== To-do item ==
Render the lines of the items as a Markdown table with the columns No. and Line, omitting blank lines. Begin at the first line of the items and stop after the line that contains "negative clicks: (184, 78) (285, 143)".

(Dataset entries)
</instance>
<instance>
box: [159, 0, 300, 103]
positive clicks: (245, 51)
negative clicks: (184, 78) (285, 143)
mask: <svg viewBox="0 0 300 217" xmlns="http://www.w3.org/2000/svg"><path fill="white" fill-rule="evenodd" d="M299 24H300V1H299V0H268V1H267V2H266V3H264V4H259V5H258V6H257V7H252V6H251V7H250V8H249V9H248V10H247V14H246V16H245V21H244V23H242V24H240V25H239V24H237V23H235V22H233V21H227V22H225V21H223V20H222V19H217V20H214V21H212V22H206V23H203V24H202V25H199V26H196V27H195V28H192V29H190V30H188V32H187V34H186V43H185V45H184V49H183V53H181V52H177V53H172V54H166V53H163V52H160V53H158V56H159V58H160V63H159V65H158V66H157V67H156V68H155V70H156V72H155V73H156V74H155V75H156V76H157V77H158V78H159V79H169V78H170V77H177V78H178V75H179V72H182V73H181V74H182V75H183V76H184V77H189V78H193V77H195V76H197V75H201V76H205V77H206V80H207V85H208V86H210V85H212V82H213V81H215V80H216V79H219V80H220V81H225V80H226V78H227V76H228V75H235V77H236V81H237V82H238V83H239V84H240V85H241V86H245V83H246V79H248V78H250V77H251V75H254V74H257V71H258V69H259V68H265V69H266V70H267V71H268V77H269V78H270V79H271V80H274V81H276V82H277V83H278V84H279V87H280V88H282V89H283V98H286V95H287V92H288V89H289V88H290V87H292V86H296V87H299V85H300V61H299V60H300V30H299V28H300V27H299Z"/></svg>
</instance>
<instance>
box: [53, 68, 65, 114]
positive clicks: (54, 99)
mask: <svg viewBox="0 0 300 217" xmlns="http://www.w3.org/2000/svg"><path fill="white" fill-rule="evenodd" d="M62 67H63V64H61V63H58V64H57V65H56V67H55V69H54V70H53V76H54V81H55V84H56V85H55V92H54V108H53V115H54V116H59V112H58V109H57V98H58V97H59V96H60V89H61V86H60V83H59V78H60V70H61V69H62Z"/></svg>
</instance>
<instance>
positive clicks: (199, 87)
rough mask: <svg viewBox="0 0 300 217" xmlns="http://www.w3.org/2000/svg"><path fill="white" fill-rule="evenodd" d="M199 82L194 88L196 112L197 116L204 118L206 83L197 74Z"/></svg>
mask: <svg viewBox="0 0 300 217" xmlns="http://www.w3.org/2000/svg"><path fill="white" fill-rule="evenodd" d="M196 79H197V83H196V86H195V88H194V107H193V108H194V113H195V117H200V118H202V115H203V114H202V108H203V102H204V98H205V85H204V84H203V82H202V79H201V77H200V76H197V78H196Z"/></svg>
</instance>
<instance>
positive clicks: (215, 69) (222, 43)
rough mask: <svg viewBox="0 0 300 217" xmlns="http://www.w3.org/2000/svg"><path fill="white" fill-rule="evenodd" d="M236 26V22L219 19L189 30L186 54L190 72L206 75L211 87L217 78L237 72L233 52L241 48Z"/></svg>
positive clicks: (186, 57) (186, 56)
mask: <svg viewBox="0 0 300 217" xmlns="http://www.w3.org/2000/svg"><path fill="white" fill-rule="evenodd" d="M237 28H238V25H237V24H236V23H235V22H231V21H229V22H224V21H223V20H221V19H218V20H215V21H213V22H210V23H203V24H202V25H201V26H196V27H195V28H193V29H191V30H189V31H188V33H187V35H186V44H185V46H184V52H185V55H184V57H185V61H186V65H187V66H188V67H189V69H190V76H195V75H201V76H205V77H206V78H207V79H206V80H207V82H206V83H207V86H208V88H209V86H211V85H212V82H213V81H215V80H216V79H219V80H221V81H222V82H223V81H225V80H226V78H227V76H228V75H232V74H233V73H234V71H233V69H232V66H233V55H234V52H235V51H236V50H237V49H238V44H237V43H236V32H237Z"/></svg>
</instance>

== Result ==
| No. | Line |
|---|---|
| 1 | </instance> |
| 2 | <instance> |
| 3 | box: [159, 0, 300, 103] |
| 4 | positive clicks: (245, 51) |
| 5 | negative clicks: (184, 78) (285, 143) |